→ WORK INSTRUCTION
Where the data below shows a picture, leave that picture out and copy the rest exactly.

Saved entries
___
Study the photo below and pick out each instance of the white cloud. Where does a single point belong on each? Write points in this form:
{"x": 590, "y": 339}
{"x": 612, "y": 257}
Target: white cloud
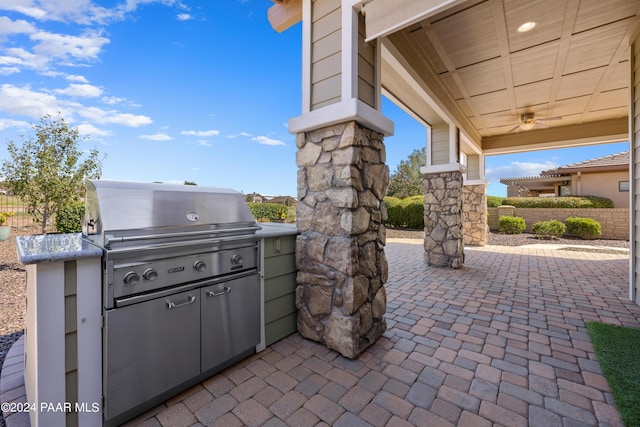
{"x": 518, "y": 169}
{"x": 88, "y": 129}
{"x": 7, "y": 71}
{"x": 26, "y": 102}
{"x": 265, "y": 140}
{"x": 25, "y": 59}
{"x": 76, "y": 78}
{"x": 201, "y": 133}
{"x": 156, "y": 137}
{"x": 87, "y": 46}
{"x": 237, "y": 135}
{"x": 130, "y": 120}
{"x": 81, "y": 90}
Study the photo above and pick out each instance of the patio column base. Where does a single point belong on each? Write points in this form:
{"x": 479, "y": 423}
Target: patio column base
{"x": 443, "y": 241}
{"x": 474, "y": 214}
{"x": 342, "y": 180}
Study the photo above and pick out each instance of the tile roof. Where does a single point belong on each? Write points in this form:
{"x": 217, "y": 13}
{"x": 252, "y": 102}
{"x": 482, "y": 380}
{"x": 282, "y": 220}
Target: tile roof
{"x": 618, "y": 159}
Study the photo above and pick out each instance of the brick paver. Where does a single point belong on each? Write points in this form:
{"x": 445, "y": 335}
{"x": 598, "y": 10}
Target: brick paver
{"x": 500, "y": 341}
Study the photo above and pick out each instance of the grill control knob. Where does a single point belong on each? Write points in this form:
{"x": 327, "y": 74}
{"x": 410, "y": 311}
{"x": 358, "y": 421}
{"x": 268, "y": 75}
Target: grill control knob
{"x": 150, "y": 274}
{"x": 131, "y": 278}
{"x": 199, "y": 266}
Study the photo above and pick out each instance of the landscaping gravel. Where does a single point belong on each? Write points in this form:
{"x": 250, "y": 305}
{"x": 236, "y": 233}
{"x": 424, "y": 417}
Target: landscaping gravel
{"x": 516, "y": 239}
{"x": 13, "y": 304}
___
→ RESPONSE BELOW
Study the photo below and pick out each instance of the white cloud. Where does a single point belong on each? Write points in this form:
{"x": 590, "y": 339}
{"x": 612, "y": 257}
Target: white cloud
{"x": 518, "y": 169}
{"x": 88, "y": 129}
{"x": 7, "y": 71}
{"x": 26, "y": 102}
{"x": 265, "y": 140}
{"x": 25, "y": 59}
{"x": 76, "y": 78}
{"x": 201, "y": 133}
{"x": 156, "y": 137}
{"x": 87, "y": 46}
{"x": 237, "y": 135}
{"x": 130, "y": 120}
{"x": 81, "y": 90}
Study the photo above and pick out each instance of the patio column base. Where does a single point belong on each? Write points in this form:
{"x": 479, "y": 423}
Target: patio column base
{"x": 443, "y": 241}
{"x": 474, "y": 214}
{"x": 342, "y": 180}
Study the photo above and pick out each instance of the tile roof. Where does a single point belong on each? Write points in this form:
{"x": 217, "y": 13}
{"x": 252, "y": 102}
{"x": 482, "y": 380}
{"x": 282, "y": 220}
Target: tile roof
{"x": 618, "y": 159}
Study the photo above and pick out each instance of the brick paver. Where does a single point belong on each? Write points in this form:
{"x": 445, "y": 335}
{"x": 598, "y": 10}
Target: brick paver
{"x": 500, "y": 341}
Study the photo above and pick out each instance of the grill control knob. Where does a single point belong on each? Write points in this form:
{"x": 327, "y": 74}
{"x": 410, "y": 311}
{"x": 358, "y": 421}
{"x": 268, "y": 75}
Target: grill control knob
{"x": 150, "y": 274}
{"x": 131, "y": 278}
{"x": 199, "y": 266}
Study the photo above and pick out each instance of the landscaping gravel. Where does a single point belong on each? Write points in this form:
{"x": 250, "y": 305}
{"x": 236, "y": 233}
{"x": 424, "y": 417}
Target: landscaping gravel
{"x": 516, "y": 239}
{"x": 13, "y": 304}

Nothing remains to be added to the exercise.